■ **Your task**
Please provide the entries below again, word for word.

--- Data provided ---

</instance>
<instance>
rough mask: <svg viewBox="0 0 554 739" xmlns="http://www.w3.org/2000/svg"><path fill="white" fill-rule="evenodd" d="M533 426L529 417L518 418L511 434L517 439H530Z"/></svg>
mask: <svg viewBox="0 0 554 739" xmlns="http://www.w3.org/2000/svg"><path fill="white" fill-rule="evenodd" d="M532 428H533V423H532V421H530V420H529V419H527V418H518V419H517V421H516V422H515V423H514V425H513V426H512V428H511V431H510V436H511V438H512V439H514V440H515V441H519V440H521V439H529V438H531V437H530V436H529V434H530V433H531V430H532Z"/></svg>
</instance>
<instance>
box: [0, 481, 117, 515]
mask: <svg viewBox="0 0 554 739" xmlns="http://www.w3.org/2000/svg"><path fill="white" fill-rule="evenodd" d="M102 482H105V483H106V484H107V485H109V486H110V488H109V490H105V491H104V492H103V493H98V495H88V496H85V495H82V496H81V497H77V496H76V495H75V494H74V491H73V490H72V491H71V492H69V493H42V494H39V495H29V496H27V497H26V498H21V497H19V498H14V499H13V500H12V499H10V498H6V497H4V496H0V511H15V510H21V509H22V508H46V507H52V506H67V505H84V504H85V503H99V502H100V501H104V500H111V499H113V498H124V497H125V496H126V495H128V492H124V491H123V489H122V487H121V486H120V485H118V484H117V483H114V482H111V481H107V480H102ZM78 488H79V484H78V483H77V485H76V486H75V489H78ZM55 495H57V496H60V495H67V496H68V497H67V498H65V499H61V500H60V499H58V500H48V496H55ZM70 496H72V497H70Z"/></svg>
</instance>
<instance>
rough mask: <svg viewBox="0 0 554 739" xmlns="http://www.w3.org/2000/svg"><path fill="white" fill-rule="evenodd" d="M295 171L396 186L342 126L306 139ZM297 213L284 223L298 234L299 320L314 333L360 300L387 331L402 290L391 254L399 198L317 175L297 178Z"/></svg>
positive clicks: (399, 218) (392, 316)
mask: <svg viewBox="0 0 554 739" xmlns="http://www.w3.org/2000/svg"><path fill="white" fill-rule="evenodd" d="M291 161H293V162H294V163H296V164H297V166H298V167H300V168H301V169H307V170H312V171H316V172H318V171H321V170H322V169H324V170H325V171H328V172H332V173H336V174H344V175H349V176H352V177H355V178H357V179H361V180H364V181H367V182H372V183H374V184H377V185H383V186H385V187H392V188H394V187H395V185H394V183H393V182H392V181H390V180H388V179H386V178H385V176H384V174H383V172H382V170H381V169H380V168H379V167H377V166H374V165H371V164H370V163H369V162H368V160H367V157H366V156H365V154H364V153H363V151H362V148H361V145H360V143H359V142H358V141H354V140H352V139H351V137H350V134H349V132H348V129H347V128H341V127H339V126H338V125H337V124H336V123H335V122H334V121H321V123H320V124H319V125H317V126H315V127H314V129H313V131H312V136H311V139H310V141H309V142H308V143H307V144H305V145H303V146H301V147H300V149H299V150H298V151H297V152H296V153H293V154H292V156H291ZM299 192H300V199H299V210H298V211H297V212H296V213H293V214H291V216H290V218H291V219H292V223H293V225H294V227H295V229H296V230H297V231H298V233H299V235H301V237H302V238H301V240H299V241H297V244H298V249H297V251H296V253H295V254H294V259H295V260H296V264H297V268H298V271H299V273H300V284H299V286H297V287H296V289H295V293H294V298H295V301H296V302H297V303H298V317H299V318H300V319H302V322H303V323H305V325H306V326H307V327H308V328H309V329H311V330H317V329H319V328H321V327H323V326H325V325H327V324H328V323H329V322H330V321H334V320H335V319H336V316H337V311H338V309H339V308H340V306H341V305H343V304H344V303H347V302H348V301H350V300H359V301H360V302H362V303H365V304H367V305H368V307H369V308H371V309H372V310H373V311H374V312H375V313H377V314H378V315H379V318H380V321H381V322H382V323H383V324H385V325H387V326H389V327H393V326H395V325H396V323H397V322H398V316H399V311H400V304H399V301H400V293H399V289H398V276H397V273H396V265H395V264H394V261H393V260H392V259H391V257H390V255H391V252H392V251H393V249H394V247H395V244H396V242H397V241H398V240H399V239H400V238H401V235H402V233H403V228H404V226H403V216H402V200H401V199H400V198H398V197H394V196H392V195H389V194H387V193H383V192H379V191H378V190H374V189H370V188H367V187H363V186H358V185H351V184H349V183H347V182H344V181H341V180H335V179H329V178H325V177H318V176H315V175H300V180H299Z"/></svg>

---

■ **Solution for this problem**
</instance>
<instance>
rough mask: <svg viewBox="0 0 554 739" xmlns="http://www.w3.org/2000/svg"><path fill="white" fill-rule="evenodd" d="M533 426L529 417L518 418L511 434L517 439H530Z"/></svg>
mask: <svg viewBox="0 0 554 739" xmlns="http://www.w3.org/2000/svg"><path fill="white" fill-rule="evenodd" d="M532 428H533V423H532V421H530V420H529V419H527V418H518V419H517V421H516V422H515V423H514V425H513V426H512V428H511V431H510V436H511V438H512V439H514V440H515V441H519V440H521V439H529V438H531V437H530V436H529V434H530V433H531V430H532Z"/></svg>
</instance>
<instance>
box: [0, 481, 117, 515]
mask: <svg viewBox="0 0 554 739" xmlns="http://www.w3.org/2000/svg"><path fill="white" fill-rule="evenodd" d="M102 482H105V483H106V484H107V485H109V486H110V488H109V490H105V491H104V492H103V493H98V495H88V496H85V495H82V496H81V497H77V496H76V495H75V494H74V491H73V490H72V491H71V492H69V493H42V494H39V495H29V496H27V497H26V498H21V497H19V498H14V499H13V500H12V499H10V498H6V497H4V496H0V511H15V510H21V509H22V508H46V507H52V506H67V505H84V504H85V503H99V502H100V501H104V500H111V499H113V498H124V497H125V496H126V495H128V492H124V491H123V489H122V487H121V486H120V485H118V484H117V483H114V482H111V481H107V480H102ZM78 488H79V484H78V483H77V485H76V486H75V489H78ZM55 495H57V496H60V495H67V496H68V497H67V498H65V499H61V500H60V499H58V500H48V496H55ZM70 496H72V497H70Z"/></svg>
</instance>
<instance>
rough mask: <svg viewBox="0 0 554 739" xmlns="http://www.w3.org/2000/svg"><path fill="white" fill-rule="evenodd" d="M295 171L396 186L342 126L306 139ZM297 213L284 223L298 234L299 320L314 333L360 300L387 331L402 290L391 254L399 198L317 175L297 178Z"/></svg>
positive clicks: (399, 218) (392, 316)
mask: <svg viewBox="0 0 554 739" xmlns="http://www.w3.org/2000/svg"><path fill="white" fill-rule="evenodd" d="M291 161H293V162H294V163H296V164H297V166H298V167H300V168H301V169H307V170H312V171H316V172H318V171H321V170H322V169H324V170H325V171H328V172H332V173H336V174H344V175H349V176H352V177H355V178H357V179H361V180H364V181H367V182H372V183H374V184H377V185H383V186H385V187H392V188H394V187H395V185H394V183H393V182H392V181H390V180H388V179H386V178H385V176H384V174H383V172H382V170H381V169H380V168H379V167H377V166H374V165H371V164H370V163H369V162H368V160H367V157H366V156H365V154H364V153H363V151H362V148H361V145H360V143H359V142H358V141H354V140H352V139H351V137H350V134H349V132H348V129H347V128H341V127H339V126H338V125H337V124H336V123H335V122H334V121H321V123H320V124H319V125H317V126H315V127H314V129H313V131H312V136H311V139H310V141H309V142H308V143H307V144H305V145H303V146H301V147H300V149H299V150H298V151H297V152H296V153H293V154H292V156H291ZM299 192H300V199H299V210H298V211H297V212H296V213H293V214H291V216H290V218H291V219H292V223H293V225H294V227H295V229H296V230H297V231H298V233H299V235H301V237H302V238H301V240H299V241H297V244H298V249H297V251H296V253H295V254H294V259H295V260H296V264H297V268H298V271H299V273H300V284H299V286H297V287H296V289H295V293H294V298H295V301H296V302H297V303H298V317H299V318H300V319H302V322H303V323H305V325H306V326H307V327H308V328H309V329H311V330H317V329H319V328H321V327H323V326H325V325H327V324H328V323H329V322H330V321H334V320H335V319H336V316H337V311H338V309H339V308H340V306H341V305H343V304H344V303H347V302H348V301H350V300H359V301H360V302H362V303H365V304H367V305H368V307H369V308H371V309H372V310H373V311H374V312H375V313H377V314H378V315H379V318H380V321H381V322H382V323H383V324H385V325H387V326H389V327H393V326H395V325H396V323H397V322H398V316H399V311H400V304H399V301H400V293H399V289H398V276H397V273H396V265H395V264H394V261H393V260H392V259H391V257H390V255H391V252H392V251H393V249H394V247H395V244H396V242H397V241H398V240H399V239H400V238H401V235H402V233H403V228H404V226H403V216H402V200H401V199H400V198H398V197H394V196H392V195H389V194H387V193H383V192H379V191H378V190H374V189H370V188H367V187H363V186H358V185H351V184H349V183H347V182H344V181H341V180H335V179H329V178H325V177H318V176H315V175H300V180H299Z"/></svg>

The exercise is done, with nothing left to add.